Exercise:
Keep the pictures out of the copy and print all the entries below exactly.

════

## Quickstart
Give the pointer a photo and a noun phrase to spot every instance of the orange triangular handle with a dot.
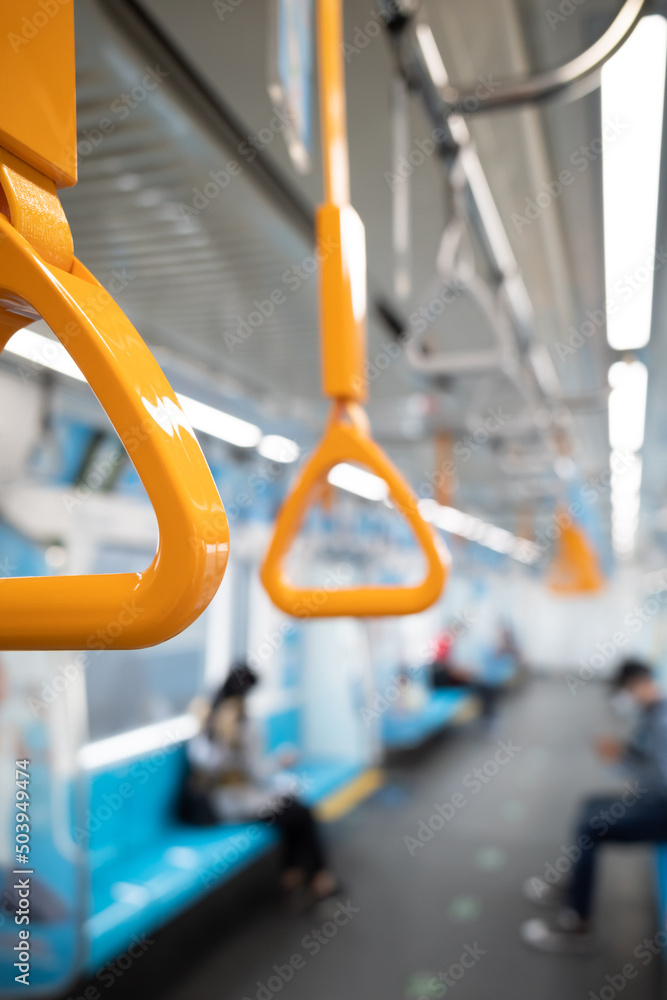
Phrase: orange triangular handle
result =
(125, 610)
(575, 568)
(349, 442)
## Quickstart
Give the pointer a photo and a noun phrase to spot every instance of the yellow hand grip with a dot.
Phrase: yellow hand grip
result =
(342, 293)
(126, 610)
(575, 568)
(349, 442)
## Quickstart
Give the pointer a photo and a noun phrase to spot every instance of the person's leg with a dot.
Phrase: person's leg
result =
(628, 816)
(625, 817)
(303, 844)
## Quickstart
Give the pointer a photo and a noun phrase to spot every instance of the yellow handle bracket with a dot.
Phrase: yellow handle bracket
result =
(342, 252)
(346, 440)
(40, 277)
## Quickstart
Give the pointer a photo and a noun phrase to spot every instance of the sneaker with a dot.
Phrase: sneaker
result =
(540, 893)
(567, 934)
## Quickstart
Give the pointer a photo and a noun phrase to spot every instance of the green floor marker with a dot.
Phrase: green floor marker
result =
(464, 908)
(490, 859)
(423, 985)
(513, 811)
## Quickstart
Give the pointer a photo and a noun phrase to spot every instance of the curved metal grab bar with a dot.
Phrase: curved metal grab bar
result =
(512, 93)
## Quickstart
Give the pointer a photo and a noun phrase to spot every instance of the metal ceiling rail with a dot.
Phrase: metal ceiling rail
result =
(553, 82)
(447, 110)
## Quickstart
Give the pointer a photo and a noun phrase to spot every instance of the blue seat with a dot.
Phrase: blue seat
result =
(401, 730)
(146, 866)
(661, 871)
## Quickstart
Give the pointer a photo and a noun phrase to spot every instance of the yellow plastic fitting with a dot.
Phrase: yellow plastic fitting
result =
(125, 610)
(346, 440)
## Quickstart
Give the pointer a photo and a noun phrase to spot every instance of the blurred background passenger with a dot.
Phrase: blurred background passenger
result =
(444, 669)
(636, 813)
(230, 780)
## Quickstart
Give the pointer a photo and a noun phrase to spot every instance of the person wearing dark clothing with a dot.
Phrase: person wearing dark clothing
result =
(231, 780)
(636, 814)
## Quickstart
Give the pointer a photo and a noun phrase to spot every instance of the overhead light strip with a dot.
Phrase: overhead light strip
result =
(40, 350)
(633, 86)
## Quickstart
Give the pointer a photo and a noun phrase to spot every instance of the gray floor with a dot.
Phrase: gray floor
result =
(418, 914)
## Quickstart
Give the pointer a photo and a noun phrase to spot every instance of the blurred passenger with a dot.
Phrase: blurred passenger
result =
(444, 670)
(230, 781)
(636, 814)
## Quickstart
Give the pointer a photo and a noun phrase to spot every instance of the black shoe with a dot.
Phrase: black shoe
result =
(567, 934)
(540, 893)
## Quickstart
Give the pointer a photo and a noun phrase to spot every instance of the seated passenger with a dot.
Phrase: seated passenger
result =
(443, 669)
(635, 814)
(230, 782)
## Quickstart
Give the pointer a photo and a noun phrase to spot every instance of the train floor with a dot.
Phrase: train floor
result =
(410, 913)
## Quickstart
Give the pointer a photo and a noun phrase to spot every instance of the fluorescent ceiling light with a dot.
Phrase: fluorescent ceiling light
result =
(278, 449)
(431, 55)
(137, 742)
(355, 480)
(633, 85)
(455, 522)
(40, 350)
(210, 420)
(627, 405)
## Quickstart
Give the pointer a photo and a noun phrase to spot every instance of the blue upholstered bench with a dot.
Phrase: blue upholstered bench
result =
(401, 730)
(661, 872)
(146, 867)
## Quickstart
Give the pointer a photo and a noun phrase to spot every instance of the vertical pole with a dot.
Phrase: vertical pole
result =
(332, 102)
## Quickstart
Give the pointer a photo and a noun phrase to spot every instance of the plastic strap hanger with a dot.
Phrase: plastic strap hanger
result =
(343, 339)
(40, 277)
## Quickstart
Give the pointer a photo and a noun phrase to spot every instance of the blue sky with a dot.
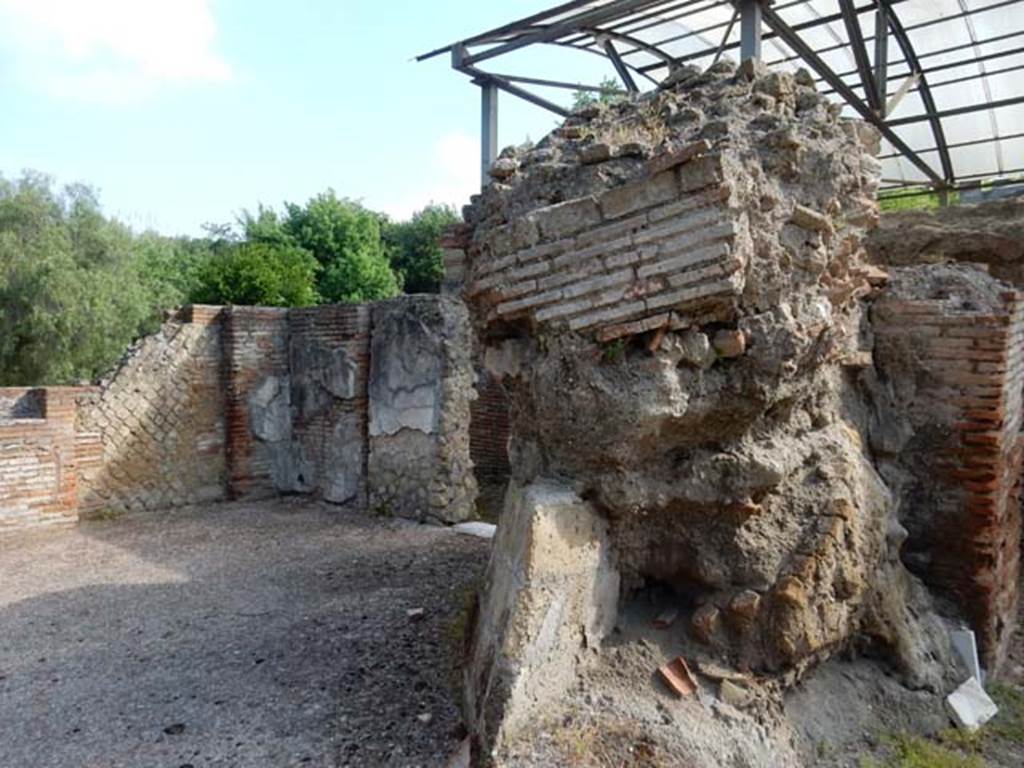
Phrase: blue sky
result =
(183, 112)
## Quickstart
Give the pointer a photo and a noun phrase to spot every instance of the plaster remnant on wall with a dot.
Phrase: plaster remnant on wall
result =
(404, 374)
(269, 410)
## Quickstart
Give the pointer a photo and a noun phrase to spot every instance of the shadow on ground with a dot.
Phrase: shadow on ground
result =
(273, 634)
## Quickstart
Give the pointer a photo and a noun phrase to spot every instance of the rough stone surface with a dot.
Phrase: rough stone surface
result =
(990, 233)
(949, 356)
(736, 481)
(250, 402)
(550, 592)
(245, 635)
(420, 392)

════

Worked answer:
## Quickstart
Give the pointer a photo and a noun phrase to spot every instance of the orange triangular handle with a dot.
Phrase: orange triangular handle
result =
(125, 610)
(575, 568)
(349, 442)
## Quickstart
Give the pointer a photo and a noun phrase to spot every instance of the yellow hand grip with a dot.
Phrase: yellow hand grip
result =
(342, 293)
(126, 610)
(575, 568)
(349, 442)
## Quickstart
Give the pointer a photo and a noun phrase to spot every instance of the person's leg with a dot.
Phrase: person's leg
result =
(628, 816)
(625, 817)
(303, 844)
## Quickstart
Give the pointer a photo and a noun phrase to spot every instance of the yellow handle bracket with a dot.
Phrase: yellow handle bracket
result =
(342, 252)
(346, 440)
(40, 277)
## Quickstart
Give the pointer a photo and a noun phrase to spot every instance of the sneaker with a dot.
Phrase: sneaker
result =
(540, 893)
(567, 934)
## Quickstart
Give the pointer a photo and a noun phrase to spot every instance of the green floor marker with a dot.
Phrase: green floor marker
result =
(464, 908)
(490, 859)
(423, 985)
(513, 811)
## Quickstart
Give the pointer a photo and a noun phrase to spot every instance of the curved metal grab bar with a dot.
Phrase: curved metal grab bar
result =
(512, 93)
## Quickstart
Give the pointer a photo and a noun phrase to spot every instance of the metal ceiling rail with a dot.
Phrase: metal ceiling rail
result =
(553, 82)
(447, 110)
## Quickstart
Give the pointer a photo and a noun phrase to spot every instance of the blue seat with a dot.
Phrase: blue seat
result =
(401, 730)
(146, 866)
(661, 871)
## Quickstart
Give the pointer a photo and a noun phrase to spot every instance of the yellow plastic fitting with a dot.
Phrase: yellow plastic fitting
result =
(125, 610)
(346, 440)
## Quickstart
Give the pointer a photo and a noun phrase to spot every instance of the blurred background passenger with a dot.
Phrase: blurred background passenger
result =
(444, 669)
(636, 813)
(230, 780)
## Quickstart
Give the pointer a photo and a noun phrase to spot every instance of the person wearing dark clothing with a dot.
Phrase: person wearing dark clothing
result =
(231, 780)
(636, 814)
## Quickstart
Give the pointer a photo and a noun phrase to spot every instance of the overhead light strip with a dot.
Phrase: overhead light strip
result =
(40, 350)
(633, 86)
## Quickstart
Give the pointer a photo and a noun phrase to spot every instance of the gray floor with a dot.
Phrase: gray floor
result =
(418, 914)
## Quickstart
Give the pointer a photo and a noun phrase to spot every instance of the blurred passenger with a dot.
Phrase: blurred passenger
result =
(444, 670)
(230, 781)
(636, 814)
## Quickstart
Give the pointer a photo and a noun phrase to spot every instance of the black shoe with a dot.
Phrase: black shoe
result =
(567, 934)
(540, 893)
## Quickstart
Give the pointer a photo and a noun phrase to spot every instance of the seated passenger with a dot.
Phrase: seated passenger
result =
(443, 669)
(635, 814)
(230, 782)
## Quickstart
Give the pointer a photo and a noun phrase to spot every instance of the train floor with a dot.
Phrase: train floor
result =
(410, 913)
## Quickstart
Give the pointer a photo and a noun phrase to spot every instance of the fluorescent ceiling light with a dot.
Phrase: fluorescent ceiling light
result =
(278, 449)
(431, 55)
(137, 742)
(355, 480)
(633, 85)
(455, 522)
(40, 350)
(210, 420)
(627, 405)
## Quickstart
Give the pointer a photo and a noun phrase to spot every instance of the blue upholstered bench with a dot.
Phrase: blue upholstered bench
result =
(401, 730)
(661, 872)
(146, 867)
## Quickstart
Give the pointer a photo and a noun phrase to spot every instance of the vertical pole with a dot.
Phrase: vertical pole
result =
(332, 102)
## Quickstart
Give the pointer a photo and a noun phrase to spot every instance of the plastic strap hanger with a dot.
Phrase: plastic strap hanger
result =
(343, 339)
(40, 277)
## Quickstart
Give the pointer a photo and a noun phrase to spot every instance of the blue sky with a dot.
Phrase: blue sky
result =
(183, 112)
## Quickstart
Give the pointer a photo and a noun phrase to spot every instance of the plaster remnant on wall with a dot.
Phrase: plaster remnant on wall
result =
(404, 374)
(269, 410)
## Quickstart
Give the pointer a photo and a noun phrase to spot every instance of the shadow on ground with a dot.
Phrase: shadow on ground
result =
(273, 634)
## Quickstart
Give the pointer a photo and a noun phrase to spot every instance of the rough stone surface with a dot.
Phrase: rough stone surface
result =
(990, 233)
(949, 356)
(736, 481)
(250, 402)
(550, 592)
(245, 635)
(420, 392)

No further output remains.